Theano Fotiou (; born 10 May 1946 in Athens) is a Greek architect and politician of the Coalition of the Radical Left (Syriza). From January 2015 to July 2019, she served as Alternate Minister of Social Solidarity in the First and Second Tsipras Cabinets.

Early life and education
Born 1946 in Athens, Fotiou studied architecture at National Technical University of Athens (NTUA) graduating in 1969.

Professional career
Since 1972, she has taught architecture at the NTUA School of Architecture. She has also been a Visiting Professor at the Royal College of Art, The Bartlett, London and Barcelona Architecture School. In 1980 she received a second postgraduate degree in urban planning at Paris X University Nanterre. She is co-founder of the European Design Age Network aiming at design for the elderly.

Major architectural projects
In the 1990s, both the new Technical University of Crete, Chania, and the new Faculty of Humanities at University of Crete, Rethymno was built on her plans. In 2000, she received a 1st prize in the international architectural competition for the 2004 Olympic village. In 2001, she received a 1st honorary mention at the international architectural competition for the Acropolis Museum. In interior design she remodeled the meeting room of the Bank of Greece's head office. Among other works, the new library of the Philosophical Faculty of Athens University has been finished in the last years.

^^^^

WHAT TO PRODUCE
Return the full Theano Fotiou biography above, word for word.

DATA SHOWN
^^^^

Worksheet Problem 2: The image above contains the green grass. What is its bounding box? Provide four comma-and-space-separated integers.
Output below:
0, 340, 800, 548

^^^^

OUTPUT BELOW
Theano Fotiou (; born 10 May 1946 in Athens) is a Greek architect and politician of the Coalition of the Radical Left (Syriza). From January 2015 to July 2019, she served as Alternate Minister of Social Solidarity in the First and Second Tsipras Cabinets.

Early life and education
Born 1946 in Athens, Fotiou studied architecture at National Technical University of Athens (NTUA) graduating in 1969.

Professional career
Since 1972, she has taught architecture at the NTUA School of Architecture. She has also been a Visiting Professor at the Royal College of Art, The Bartlett, London and Barcelona Architecture School. In 1980 she received a second postgraduate degree in urban planning at Paris X University Nanterre. She is co-founder of the European Design Age Network aiming at design for the elderly.

Major architectural projects
In the 1990s, both the new Technical University of Crete, Chania, and the new Faculty of Humanities at University of Crete, Rethymno was built on her plans. In 2000, she received a 1st prize in the international architectural competition for the 2004 Olympic village. In 2001, she received a 1st honorary mention at the international architectural competition for the Acropolis Museum. In interior design she remodeled the meeting room of the Bank of Greece's head office. Among other works, the new library of the Philosophical Faculty of Athens University has been finished in the last years.